## Objective
Extract verbatim the lines of the listing below, from the line containing "In this exercise you will indicate the coastline" through the end of the listing, with both the first and last lines included.

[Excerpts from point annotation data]
---------------

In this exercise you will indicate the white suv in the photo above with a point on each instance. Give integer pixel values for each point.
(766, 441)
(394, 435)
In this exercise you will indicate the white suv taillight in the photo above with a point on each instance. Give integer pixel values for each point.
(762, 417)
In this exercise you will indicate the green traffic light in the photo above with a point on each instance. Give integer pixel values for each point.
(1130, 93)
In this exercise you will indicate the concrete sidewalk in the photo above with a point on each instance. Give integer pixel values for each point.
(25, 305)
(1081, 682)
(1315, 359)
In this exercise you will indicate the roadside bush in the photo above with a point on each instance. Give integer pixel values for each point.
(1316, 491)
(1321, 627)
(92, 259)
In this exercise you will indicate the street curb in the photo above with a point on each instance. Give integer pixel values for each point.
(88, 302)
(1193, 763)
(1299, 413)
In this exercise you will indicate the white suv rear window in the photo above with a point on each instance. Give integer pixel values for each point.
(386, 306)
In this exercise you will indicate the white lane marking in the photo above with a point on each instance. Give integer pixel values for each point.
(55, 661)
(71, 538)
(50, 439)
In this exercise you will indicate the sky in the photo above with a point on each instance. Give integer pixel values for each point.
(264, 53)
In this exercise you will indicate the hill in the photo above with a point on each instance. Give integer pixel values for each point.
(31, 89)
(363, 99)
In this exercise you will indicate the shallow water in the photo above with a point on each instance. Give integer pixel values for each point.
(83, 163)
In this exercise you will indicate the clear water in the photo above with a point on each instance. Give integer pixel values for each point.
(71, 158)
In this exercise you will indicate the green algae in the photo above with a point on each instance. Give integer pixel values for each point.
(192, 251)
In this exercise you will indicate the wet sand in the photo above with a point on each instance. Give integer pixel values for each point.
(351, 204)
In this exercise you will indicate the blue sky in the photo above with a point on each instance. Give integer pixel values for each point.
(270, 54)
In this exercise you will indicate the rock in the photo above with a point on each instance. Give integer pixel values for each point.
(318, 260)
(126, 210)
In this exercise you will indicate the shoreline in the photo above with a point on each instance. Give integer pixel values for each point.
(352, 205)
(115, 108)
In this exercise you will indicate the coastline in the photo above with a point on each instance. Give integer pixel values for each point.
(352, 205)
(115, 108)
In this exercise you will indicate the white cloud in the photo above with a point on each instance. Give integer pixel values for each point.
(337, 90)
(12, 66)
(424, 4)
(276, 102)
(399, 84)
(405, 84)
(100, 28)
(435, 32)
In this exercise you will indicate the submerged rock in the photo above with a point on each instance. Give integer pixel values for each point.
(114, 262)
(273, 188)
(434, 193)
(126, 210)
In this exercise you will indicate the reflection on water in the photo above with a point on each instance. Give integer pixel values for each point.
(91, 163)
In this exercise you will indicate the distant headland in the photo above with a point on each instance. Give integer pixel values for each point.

---------------

## Final answer
In this exercise you will indicate the coastline in the photo above with a point on each instance. Give integer pixel values for each point.
(352, 205)
(115, 108)
In this exercise you will indicate the white cloud in the photo above with a point on each instance. Give integer pixel values for each point.
(337, 90)
(12, 66)
(424, 4)
(276, 102)
(399, 84)
(405, 84)
(100, 28)
(435, 32)
In this exercise you will indicate the submerged rock in the photo above with a point on each instance. Give integer pixel values for each point.
(114, 262)
(273, 188)
(434, 193)
(126, 210)
In this exercise you will indicate the reflection on water in the photo above with a point on each instance. Give integer pixel values for each point.
(91, 163)
In this exercise you will indicate the distant headland in the photo above with a point on each instance. Give integer pixel values for each point.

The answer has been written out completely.